Article.
-- Start --

The incomparable Civil War diarist Mary Chestnut wrote that she had the luck "always to stumble in on the real show." Married to a high-ranking member of the Confederate government, she was ideally placed to watch and to record the South's headlong plunge to ruin, and she left in her journals an unsurpassed account of the old regime's death throes, its moment of high drama in world history. With intelligence and passion she described the turbulent events of politics and war, as well as the complex society around her. In her own circles, the aristocratic, patriarchal, slave-holding Mary Chesnut was a figure of heresy and of paradox: she had a horror of slavery and called herself an abolitionist from early youth.

Edited by the eminent historian C. Vann Woodward, Mary Chesnut's Civil War presents a full and reliable edition of Chesnut's journals, restoring her to her rightful place in American history and literature.


 

C. Vann Woodward is Sterling Professor Emeritus of History at Yale University.

"A feast for Civil War buffs. . . . One of the best firsthand records of the Confederate experience. . . . Mrs. Chestnut's diary is electrifying."—Walter Clemons, Newsweek

"An admirable blend of scholarship and style. . . . C. Vann Woodward's impressive edition guarantees that Mary Chestnut's Civil War will take its rightful place as an American classic."—Joan Reardon, Christian Science Monitor Book Review

"Vann Woodward's long awaited edition of Mary Chestnut's 'Diary' of the Civil War is the first uncorrupted and annotated text of a novelistic memoir, at one an illuminating historical document and a work of genuine literary distinction. Woodward's ingenious blending of the original journals and the subsequent 'Diary' makes this version immensely superior to the previous ones and enables us for the first time to appreciate the mind and art of this remarkable mind."—Daniel Aaron, Harvard University

"A major book of this year."—Edmund Fuller, The Wall Street Journal

"Mary Chestnut's spirit, wit, independence, and incisive pen come sparkling through, making this a literary as well as historical document of major importance."—Choice

"Thanks to [Vann Woodward], we have the first authoritative text of this great work, now revealed as the masterpiece it is; the finest work of literature to come out of the Civil War, perhaps one of the half dozen or so most important diaries in al literature; if you will, a Southern War and Peace."—Reid Beddow, The Washington Post Book World

"Here is the rich and full context, as the author herself recreated it. It is by all odds the best of all Civil War memoirs, and one of the most remarkable eye-witness accounts to energy from that or any other war."—Louis D. Rubin Jr., The New Republic

"This definitive edition of her massive, much-revised journal captures vividly the experience of war in the Old South, from the first hopeful days. . . to the ruinous end. . . . The book teems with interesting portraits (of generals and society ladies, of maids and slaves), with reports of battles and balls, and with highly evocative descriptions of everyday scenes (such as men sitting on coffins, talking and laughing) that bring the period to life."—Publisher's Weekly

"Here is a book to curl up with over a whole lifetime—to read and reread, to ponder and savor."—Selma R. Williams, The Boston Globe

"Now, thanks to the judicious editing of C. Vann Woodward, the great Yale historian of the South, we can read nearly the whole of Mary Chestnut's work and see precisely which passages came from the original journal of Civil War vintage and which were revised in later years. And this more authentic version is if anything more impressive as the account of an exceptional woman and the society she both represented and questioned. . . . [A] splendid volume."—Kirkus Reviews

"Part diary, part work of literary art, Mary Chestnut's Civil War retains its value as an account of a society caught in the vortex of far-reaching change.  It is good to have, at long last, a definitive version of this classic, and it is appropriate that Woodward, who has done more to shape the study of southern history than any other historian of his generation, has produced it."—Eric Foner, The History Book Club Review

"The 'big' book of 1981—the book that's going to be acclaimed and read and remembered over others. . . . No title has been more anticipated."—William W. Starr, The State (Columbia, South Carolina)

-- End --

Tasks to complete.
- A) Based on the book description, does each statement agree with it? Answer yes or no for each, and quote the exact words of the description that decide it.
(i) The diarist called herself an abolitionist from early youth.
(ii) C. Vann Woodward is a professor at Harvard University.
(iii) The diarist was married to a high-ranking member of the Confederate government.
- B) Sum up the book description in two sentences.
The data that follows has nothing to do with the book description.

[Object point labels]
-- Start --

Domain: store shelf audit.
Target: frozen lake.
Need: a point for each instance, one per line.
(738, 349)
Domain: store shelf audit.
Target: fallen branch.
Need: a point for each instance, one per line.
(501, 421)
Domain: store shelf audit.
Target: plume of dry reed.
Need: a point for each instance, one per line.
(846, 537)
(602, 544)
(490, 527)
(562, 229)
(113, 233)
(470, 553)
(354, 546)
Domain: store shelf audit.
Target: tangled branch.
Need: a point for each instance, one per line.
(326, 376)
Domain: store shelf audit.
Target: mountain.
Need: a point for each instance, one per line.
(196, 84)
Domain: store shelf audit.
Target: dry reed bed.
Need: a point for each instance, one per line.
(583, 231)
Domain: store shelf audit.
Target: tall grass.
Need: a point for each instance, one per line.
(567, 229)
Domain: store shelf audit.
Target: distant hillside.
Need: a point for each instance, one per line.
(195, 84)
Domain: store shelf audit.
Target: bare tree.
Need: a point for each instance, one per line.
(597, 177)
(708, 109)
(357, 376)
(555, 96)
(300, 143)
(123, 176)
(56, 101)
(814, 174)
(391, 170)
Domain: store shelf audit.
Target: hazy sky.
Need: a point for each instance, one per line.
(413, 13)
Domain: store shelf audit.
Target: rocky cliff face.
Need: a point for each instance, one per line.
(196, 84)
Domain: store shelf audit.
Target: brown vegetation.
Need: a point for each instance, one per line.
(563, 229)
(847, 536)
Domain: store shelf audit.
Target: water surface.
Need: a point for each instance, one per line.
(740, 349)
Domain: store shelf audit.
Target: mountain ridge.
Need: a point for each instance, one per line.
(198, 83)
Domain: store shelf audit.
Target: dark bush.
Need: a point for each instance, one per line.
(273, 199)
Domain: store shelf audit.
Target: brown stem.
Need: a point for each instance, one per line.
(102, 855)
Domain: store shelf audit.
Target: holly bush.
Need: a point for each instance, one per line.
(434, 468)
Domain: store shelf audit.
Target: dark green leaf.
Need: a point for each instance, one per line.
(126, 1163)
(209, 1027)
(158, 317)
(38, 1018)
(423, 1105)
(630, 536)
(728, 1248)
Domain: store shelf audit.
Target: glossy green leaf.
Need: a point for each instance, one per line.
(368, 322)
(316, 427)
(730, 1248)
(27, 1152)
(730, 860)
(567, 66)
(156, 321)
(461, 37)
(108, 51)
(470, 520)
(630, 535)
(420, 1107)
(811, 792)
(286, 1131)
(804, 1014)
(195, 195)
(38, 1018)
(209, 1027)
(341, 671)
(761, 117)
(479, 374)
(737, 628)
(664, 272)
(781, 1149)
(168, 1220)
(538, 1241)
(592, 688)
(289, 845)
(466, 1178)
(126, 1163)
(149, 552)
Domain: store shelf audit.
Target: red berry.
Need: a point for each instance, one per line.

-- End --

Responses in order.
- A)
(i) Yes: "called herself an abolitionist from early youth"
(ii) No: "C. Vann Woodward is Sterling Professor Emeritus of History at Yale University."
(iii) Yes: "Married to a high-ranking member of the Confederate government"

- B) Mary Chesnut, who was married to a high-ranking member of the Confederate government and had a horror of slavery, kept journals that give an unsurpassed account of the South's plunge to ruin during the Civil War. Mary Chesnut's Civil War, edited by the Yale historian C. Vann Woodward, presents a full and reliable edition of those journals, and reviewers praise it as both a historical document and a work of literary distinction.